**Document passage**.
----------------

India: When Water Becomes a Luxury

This article is written by a student writer from the Her Campus at Brenau chapter.

After the striking picture of Amal Hussein in the cover of the New York Times and her unfortunate death, the world protested in harmony to bring light upon Yemen’s famine. In this context of national awareness, it felt right to bend another deadly issue in South-Asia and to interview an expert on the matter. Being a French historian, writer, and geographer, René-Eric Dagorn accepted to explain how the water situation in India got so dramatic despite being one of the ten biggest countries in water resources.

 

-Nowadays, how would you judge the water’s quality in India?

 

Dagorn: « India is suffering from the worst water crisis in its history and millions of lives and livelihoods are under threat ». Here is the first sentence coming out of the NITI Aajog report (National Institution for Transforming India) published in June 2018. 600 millions of people currently live in places where water tends to disappear and 200 000 inhabitants die each year because of a lack of water quality.

Generally speaking, India is crushed by the contrast between the gross availability of freshwater and the tensed situations regarding drinkable water.

 

– In your opinion, what brought the situation to get as bad as it is?

 

Dagorn: The Ganges is a good example of how multiple uncoordinated actors resulted in contradictory and dangerous water spaces. Indeed, Ganges’ maps show how water’s quality keeps deteriorating itself: emissions of Garhmukteshwar’s paper pulp factories, tanneries in Kanpur, wastewaters in Patna…53% of waters going into the Ganges and its tributaries are rejected in without treatment.

----------------

**Objective 1**. For the interview on India's water crisis, state whether each statement agrees with the interview, answering yes or no and quoting the deciding words: (a) The report Dagorn cites was published in June 2018. (b) René-Eric Dagorn is presented as a German historian. (c) Most of the water entering the Ganges and its tributaries is treated beforehand.
**Objective 2**. According to the interview on India's water crisis, how many inhabitants die each year because of a lack of water quality?
**Objective 3**. List every source of pollution that the interview on India's water crisis names as degrading the Ganges' water quality.
The data that comes after this plays no part in the work.

**Material**.
----------------

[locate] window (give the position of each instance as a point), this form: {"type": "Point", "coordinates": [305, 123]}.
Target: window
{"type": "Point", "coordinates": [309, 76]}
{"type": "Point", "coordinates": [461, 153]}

----------------

**Full output 1**.
(a) Yes: "published in June 2018"
(b) No: "Being a French historian, writer, and geographer"
(c) No: "53% of waters going into the Ganges and its tributaries are rejected in without treatment"

**Full output 2**. 200 000 inhabitants die each year.

**Full output 3**.
- Emissions of Garhmukteshwar's paper pulp factories
- Tanneries in Kanpur
- Wastewaters in Patna